**Aim:** Gather every line from the records below that contains the string "dirt", treating uppercase and lowercase letters as distinct.

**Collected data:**

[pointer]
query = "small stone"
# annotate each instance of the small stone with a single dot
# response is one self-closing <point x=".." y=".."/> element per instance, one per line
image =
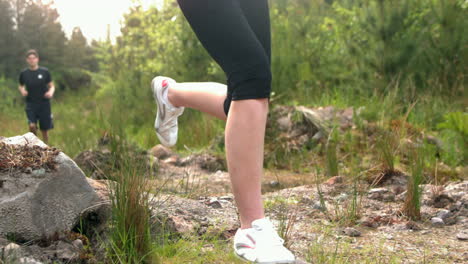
<point x="274" y="184"/>
<point x="352" y="232"/>
<point x="369" y="222"/>
<point x="284" y="123"/>
<point x="436" y="221"/>
<point x="226" y="198"/>
<point x="29" y="261"/>
<point x="317" y="136"/>
<point x="443" y="214"/>
<point x="214" y="203"/>
<point x="342" y="197"/>
<point x="38" y="173"/>
<point x="378" y="190"/>
<point x="161" y="152"/>
<point x="463" y="235"/>
<point x="411" y="225"/>
<point x="172" y="160"/>
<point x="78" y="244"/>
<point x="334" y="180"/>
<point x="388" y="236"/>
<point x="11" y="248"/>
<point x="317" y="205"/>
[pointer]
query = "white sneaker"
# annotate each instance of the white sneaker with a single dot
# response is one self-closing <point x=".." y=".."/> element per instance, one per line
<point x="166" y="117"/>
<point x="261" y="244"/>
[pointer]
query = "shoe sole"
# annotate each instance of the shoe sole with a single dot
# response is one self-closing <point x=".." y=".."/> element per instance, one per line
<point x="246" y="260"/>
<point x="159" y="110"/>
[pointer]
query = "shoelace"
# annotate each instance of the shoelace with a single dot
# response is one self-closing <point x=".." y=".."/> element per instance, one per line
<point x="269" y="235"/>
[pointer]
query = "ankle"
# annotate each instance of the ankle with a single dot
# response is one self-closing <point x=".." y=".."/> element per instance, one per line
<point x="172" y="97"/>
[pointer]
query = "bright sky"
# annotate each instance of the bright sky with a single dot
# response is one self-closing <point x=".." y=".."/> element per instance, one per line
<point x="93" y="16"/>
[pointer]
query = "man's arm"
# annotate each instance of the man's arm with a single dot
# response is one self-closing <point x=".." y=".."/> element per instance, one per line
<point x="50" y="93"/>
<point x="22" y="90"/>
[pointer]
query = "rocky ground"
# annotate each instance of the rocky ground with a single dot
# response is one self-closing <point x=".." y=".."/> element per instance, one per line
<point x="316" y="215"/>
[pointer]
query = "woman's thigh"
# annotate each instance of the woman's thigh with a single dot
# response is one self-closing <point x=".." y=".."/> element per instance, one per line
<point x="237" y="40"/>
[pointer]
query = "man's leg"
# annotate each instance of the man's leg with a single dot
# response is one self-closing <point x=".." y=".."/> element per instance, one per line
<point x="33" y="128"/>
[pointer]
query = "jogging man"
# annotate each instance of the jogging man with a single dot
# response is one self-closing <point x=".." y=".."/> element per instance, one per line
<point x="35" y="83"/>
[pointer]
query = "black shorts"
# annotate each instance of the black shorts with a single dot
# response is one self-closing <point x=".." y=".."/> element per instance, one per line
<point x="236" y="33"/>
<point x="40" y="112"/>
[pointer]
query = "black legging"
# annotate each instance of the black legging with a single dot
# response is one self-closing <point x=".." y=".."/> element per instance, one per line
<point x="236" y="33"/>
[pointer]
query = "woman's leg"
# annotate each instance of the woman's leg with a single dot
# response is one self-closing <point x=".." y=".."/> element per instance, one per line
<point x="207" y="97"/>
<point x="225" y="32"/>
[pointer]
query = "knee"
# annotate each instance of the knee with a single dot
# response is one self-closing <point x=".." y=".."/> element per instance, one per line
<point x="32" y="127"/>
<point x="252" y="82"/>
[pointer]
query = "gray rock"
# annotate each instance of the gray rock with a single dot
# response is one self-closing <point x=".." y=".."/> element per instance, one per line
<point x="78" y="244"/>
<point x="187" y="216"/>
<point x="29" y="261"/>
<point x="352" y="232"/>
<point x="342" y="197"/>
<point x="67" y="252"/>
<point x="34" y="206"/>
<point x="161" y="152"/>
<point x="11" y="249"/>
<point x="463" y="235"/>
<point x="284" y="123"/>
<point x="443" y="214"/>
<point x="318" y="206"/>
<point x="436" y="221"/>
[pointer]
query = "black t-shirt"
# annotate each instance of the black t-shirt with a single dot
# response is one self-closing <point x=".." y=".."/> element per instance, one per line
<point x="36" y="84"/>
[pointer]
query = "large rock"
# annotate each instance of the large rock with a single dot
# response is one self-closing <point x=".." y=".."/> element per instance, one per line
<point x="42" y="194"/>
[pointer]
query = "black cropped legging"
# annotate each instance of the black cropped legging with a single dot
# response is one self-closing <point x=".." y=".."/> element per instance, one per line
<point x="236" y="33"/>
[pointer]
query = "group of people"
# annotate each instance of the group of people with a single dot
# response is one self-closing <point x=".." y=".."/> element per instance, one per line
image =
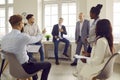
<point x="97" y="40"/>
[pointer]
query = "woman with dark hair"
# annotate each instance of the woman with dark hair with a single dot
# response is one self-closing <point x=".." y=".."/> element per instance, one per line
<point x="94" y="14"/>
<point x="101" y="51"/>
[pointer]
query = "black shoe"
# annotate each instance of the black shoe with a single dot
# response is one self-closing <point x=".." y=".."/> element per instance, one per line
<point x="65" y="55"/>
<point x="73" y="64"/>
<point x="57" y="63"/>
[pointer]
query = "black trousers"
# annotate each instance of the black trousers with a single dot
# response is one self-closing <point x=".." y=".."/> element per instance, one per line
<point x="32" y="67"/>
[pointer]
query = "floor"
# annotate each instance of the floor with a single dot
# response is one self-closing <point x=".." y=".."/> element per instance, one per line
<point x="63" y="72"/>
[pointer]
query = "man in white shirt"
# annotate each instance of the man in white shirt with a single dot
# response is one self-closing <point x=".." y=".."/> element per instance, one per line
<point x="32" y="29"/>
<point x="57" y="32"/>
<point x="15" y="42"/>
<point x="81" y="34"/>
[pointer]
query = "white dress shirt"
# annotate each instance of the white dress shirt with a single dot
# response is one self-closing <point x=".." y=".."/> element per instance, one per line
<point x="15" y="42"/>
<point x="81" y="25"/>
<point x="60" y="27"/>
<point x="92" y="34"/>
<point x="32" y="30"/>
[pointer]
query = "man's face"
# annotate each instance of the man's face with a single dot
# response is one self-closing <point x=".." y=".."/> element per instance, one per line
<point x="32" y="20"/>
<point x="21" y="24"/>
<point x="81" y="16"/>
<point x="60" y="21"/>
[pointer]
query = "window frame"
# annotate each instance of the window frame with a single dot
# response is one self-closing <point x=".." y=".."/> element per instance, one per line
<point x="59" y="2"/>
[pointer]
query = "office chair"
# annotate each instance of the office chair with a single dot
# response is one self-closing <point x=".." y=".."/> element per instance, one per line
<point x="15" y="68"/>
<point x="107" y="70"/>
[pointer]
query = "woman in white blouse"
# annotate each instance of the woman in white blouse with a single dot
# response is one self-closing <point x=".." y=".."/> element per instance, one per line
<point x="101" y="50"/>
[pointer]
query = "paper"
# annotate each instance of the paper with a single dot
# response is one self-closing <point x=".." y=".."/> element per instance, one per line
<point x="33" y="48"/>
<point x="79" y="56"/>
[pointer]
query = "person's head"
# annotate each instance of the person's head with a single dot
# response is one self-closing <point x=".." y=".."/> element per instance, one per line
<point x="60" y="20"/>
<point x="95" y="11"/>
<point x="16" y="22"/>
<point x="104" y="29"/>
<point x="81" y="16"/>
<point x="30" y="18"/>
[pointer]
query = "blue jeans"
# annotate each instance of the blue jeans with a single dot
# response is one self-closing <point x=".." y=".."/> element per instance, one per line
<point x="56" y="43"/>
<point x="40" y="51"/>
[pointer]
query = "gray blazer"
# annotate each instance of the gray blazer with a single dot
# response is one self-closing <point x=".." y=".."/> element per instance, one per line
<point x="84" y="31"/>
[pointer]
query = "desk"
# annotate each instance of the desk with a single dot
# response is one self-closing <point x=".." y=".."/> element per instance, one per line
<point x="49" y="49"/>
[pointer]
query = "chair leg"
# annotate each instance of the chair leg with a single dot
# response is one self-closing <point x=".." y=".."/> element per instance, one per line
<point x="30" y="78"/>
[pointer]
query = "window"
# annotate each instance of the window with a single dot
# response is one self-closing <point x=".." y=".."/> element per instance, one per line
<point x="116" y="21"/>
<point x="6" y="10"/>
<point x="60" y="8"/>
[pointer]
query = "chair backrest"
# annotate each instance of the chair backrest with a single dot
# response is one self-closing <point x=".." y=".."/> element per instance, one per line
<point x="15" y="68"/>
<point x="107" y="70"/>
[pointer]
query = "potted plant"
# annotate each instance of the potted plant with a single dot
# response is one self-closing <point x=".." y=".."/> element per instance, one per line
<point x="47" y="37"/>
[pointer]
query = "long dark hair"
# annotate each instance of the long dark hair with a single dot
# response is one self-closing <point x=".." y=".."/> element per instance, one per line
<point x="104" y="29"/>
<point x="96" y="10"/>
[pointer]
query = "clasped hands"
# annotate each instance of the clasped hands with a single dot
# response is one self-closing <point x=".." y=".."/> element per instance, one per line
<point x="84" y="53"/>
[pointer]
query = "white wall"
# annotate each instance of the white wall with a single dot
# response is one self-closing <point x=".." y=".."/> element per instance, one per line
<point x="28" y="6"/>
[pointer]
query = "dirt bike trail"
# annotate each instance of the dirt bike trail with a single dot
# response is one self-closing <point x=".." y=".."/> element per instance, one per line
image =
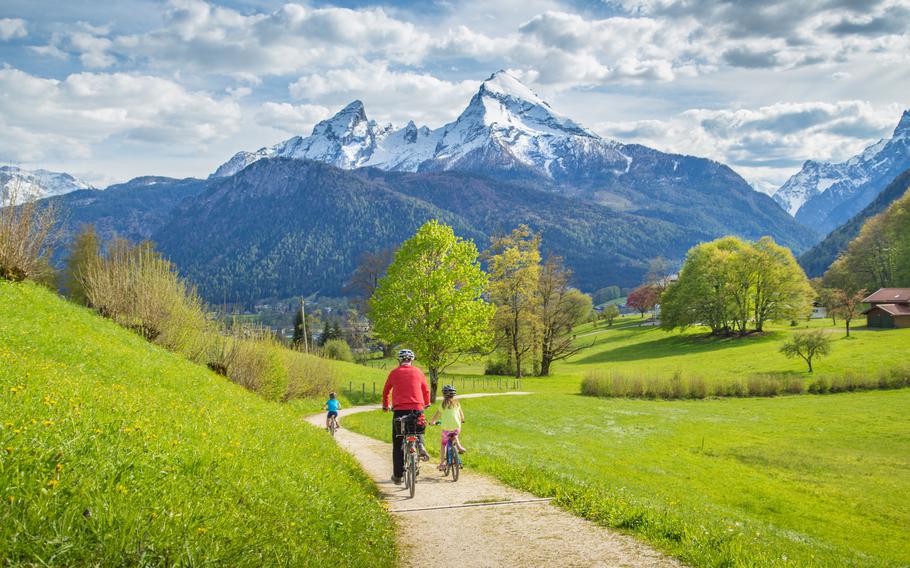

**The solution:**
query = "dirt bike trail"
# annotate each instance of the dirt bike trail with a single dot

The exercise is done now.